[start of AVAILABLE RECORDS]
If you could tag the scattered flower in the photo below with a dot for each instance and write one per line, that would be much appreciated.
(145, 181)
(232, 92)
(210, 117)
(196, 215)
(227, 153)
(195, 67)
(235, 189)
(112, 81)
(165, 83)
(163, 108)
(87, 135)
[end of AVAILABLE RECORDS]
Please rewrite the data above, swapping each "flower" for "blossom" and leaving everything else as it stands.

If you could tag the scattered blossom in the photo below with a dot for each instance and write one per line, that would be much appreciated.
(145, 181)
(232, 92)
(210, 117)
(196, 215)
(227, 153)
(195, 67)
(235, 189)
(112, 81)
(165, 83)
(163, 108)
(87, 135)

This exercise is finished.